• ФРАГМЕНТ ТЕКСТА:
* * * * *
А «Прогулки с Пушкиным», если угодно, написаны против всех. В защиту одного Пушкина. И написаны из той же чернильницы, где Маяковский нашел слова в стихотворении «Юбилейное», слова во славу Пушкина: «Ненавижу всяческую мертвечину, обожаю всяческую жизнь».
— Да, лагерь для меня был и интересным, и самым страшным периодом жизни, что конечно же не означает, что для меня это была легкая жизнь. Люди гибнут, а я об эстетике рассуждаю. Но ведь я говорю только за самого себя. Повторяю, как писателю мне было там интересно. Обогатил же некоторых людей военный опыт. Скажем, для Виктора Платоновича Некрасова безусловно полезным был период войны. Он вообще был важнейшим этапом его жизни. Разве при этом он утверждал, что он сторонник войны? Это смешно — быть сторонником войны, так же как и сторонником лагеря. Это все равно что быть сторонником смерти. Ведь, как это ни кощунственно звучит, смерть даже очень близких людей в чем-то обновляет человека, давая ему зачастую какой-то нравственный толчок. Нельзя же из-за этого сказать, что нужно желать смерти ближнего. Все сложно в жизни и смерти, нельзя мыслить банально. Да, лучшее время моей жизни — лагерь, хотя одновременно и самое трудное.
— Человек я не храбрый, я не знаю, как бы я вел себя на фронте. Но я понял, что, попав в тюрьму, надо вести себя естественно. А для писателя естественно считать. что художественная литература неподсудна. Я занял именно такую позицию и поэтому не признался виновным, хотя давление на меня было огромное. Ведь от признания зависел срок, а меня все пугали, что арестуют жену. Физического воздействия не было, меня не били, а психическое давление я выдержал.
— Я и верю и не верю. Дело в том, что судьбы некоторых людей для меня какие-то запутанные. Я, например, не могу для себя уяснить, освободили или нет «карабахский комитет»? Французские журналисты были в советских лагерях, как им говорили, в политических. Многие осужденные сидят за измену родине. Ну, а как узнать об этом на самом деле?
* * * * *
• РАЗДЕЛ С ДАННЫМИ:
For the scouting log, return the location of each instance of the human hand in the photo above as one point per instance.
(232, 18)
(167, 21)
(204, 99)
* * * * *
Пожалуйста, ответьте, какие слова из стихотворения Маяковского «Юбилейное» приводятся во фрагменте текста.

«Ненавижу всяческую мертвечину, обожаю всяческую жизнь».